» Records

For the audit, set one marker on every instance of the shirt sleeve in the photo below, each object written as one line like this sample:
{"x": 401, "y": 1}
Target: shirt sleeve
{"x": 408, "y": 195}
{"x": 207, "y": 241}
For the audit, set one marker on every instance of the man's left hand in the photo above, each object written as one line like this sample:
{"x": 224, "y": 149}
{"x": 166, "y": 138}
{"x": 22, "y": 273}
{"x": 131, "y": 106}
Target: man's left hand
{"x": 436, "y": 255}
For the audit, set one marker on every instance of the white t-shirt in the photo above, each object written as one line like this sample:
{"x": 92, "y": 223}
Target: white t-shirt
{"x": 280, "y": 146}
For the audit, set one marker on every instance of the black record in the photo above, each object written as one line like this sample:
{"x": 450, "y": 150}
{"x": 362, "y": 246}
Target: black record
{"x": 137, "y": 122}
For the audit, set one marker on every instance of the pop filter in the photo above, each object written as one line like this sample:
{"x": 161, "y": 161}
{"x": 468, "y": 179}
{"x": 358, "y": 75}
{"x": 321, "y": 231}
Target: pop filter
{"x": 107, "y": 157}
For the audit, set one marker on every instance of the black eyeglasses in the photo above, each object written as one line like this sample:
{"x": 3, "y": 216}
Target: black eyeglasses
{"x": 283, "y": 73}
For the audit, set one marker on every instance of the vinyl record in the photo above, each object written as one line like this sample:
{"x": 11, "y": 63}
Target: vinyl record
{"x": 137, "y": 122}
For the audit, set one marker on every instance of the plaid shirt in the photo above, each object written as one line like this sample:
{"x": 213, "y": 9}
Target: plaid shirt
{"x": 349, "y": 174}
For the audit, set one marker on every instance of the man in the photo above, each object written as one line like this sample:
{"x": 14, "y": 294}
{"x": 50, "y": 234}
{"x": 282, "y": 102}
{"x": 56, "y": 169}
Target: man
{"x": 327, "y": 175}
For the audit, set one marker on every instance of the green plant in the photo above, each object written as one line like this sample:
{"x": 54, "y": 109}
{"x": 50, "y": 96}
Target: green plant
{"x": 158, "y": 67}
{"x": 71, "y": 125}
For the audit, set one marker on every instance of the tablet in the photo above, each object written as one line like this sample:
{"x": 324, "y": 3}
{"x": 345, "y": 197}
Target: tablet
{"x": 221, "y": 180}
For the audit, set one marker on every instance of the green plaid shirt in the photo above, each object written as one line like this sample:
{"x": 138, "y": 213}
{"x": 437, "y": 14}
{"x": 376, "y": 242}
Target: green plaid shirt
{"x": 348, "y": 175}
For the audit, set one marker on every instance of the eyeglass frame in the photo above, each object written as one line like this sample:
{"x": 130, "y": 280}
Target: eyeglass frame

» Exercise instructions
Set down, exactly and in full, the lines from the one containing "the pop filter" through the end of the entries; no other line belongs.

» Solution
For the audit, set one marker on every instance of the pop filter in the photo above, each object written as one line like this sample:
{"x": 161, "y": 161}
{"x": 468, "y": 179}
{"x": 358, "y": 75}
{"x": 321, "y": 231}
Target: pop filter
{"x": 107, "y": 157}
For the audit, set one marker on every instance of the black eyeglasses in the photo above, each object written as one line like this sample:
{"x": 3, "y": 216}
Target: black eyeglasses
{"x": 283, "y": 73}
For the audit, set one marker on every instance of the vinyl record in the photo above, each object written as one line like this sample:
{"x": 11, "y": 63}
Target: vinyl record
{"x": 137, "y": 122}
For the audit, set one marker on every instance of the plaid shirt in the photo above, each object written as one line like this sample:
{"x": 213, "y": 9}
Target: plaid shirt
{"x": 349, "y": 174}
For the audit, set one marker on every instance of the man in the photo above, each object written as one line like this sample:
{"x": 14, "y": 294}
{"x": 50, "y": 234}
{"x": 282, "y": 102}
{"x": 56, "y": 169}
Target: man
{"x": 327, "y": 175}
For the audit, set one marker on every instance of the green plant in the photo above, each object written as one line like this sample:
{"x": 54, "y": 109}
{"x": 50, "y": 96}
Target: green plant
{"x": 158, "y": 67}
{"x": 71, "y": 125}
For the audit, set one marker on every instance of the tablet in the photo above, each object written as one line like this sample:
{"x": 324, "y": 3}
{"x": 345, "y": 197}
Target: tablet
{"x": 221, "y": 180}
For the audit, set one marker on every instance of the green plaid shirt in the photo above, each object written as one line like this sample:
{"x": 138, "y": 213}
{"x": 437, "y": 14}
{"x": 376, "y": 242}
Target: green plaid shirt
{"x": 348, "y": 175}
For the audit, set one marker on every instance of the eyeglass frame in the photo above, each object written as one line like this sample:
{"x": 130, "y": 280}
Target: eyeglass frame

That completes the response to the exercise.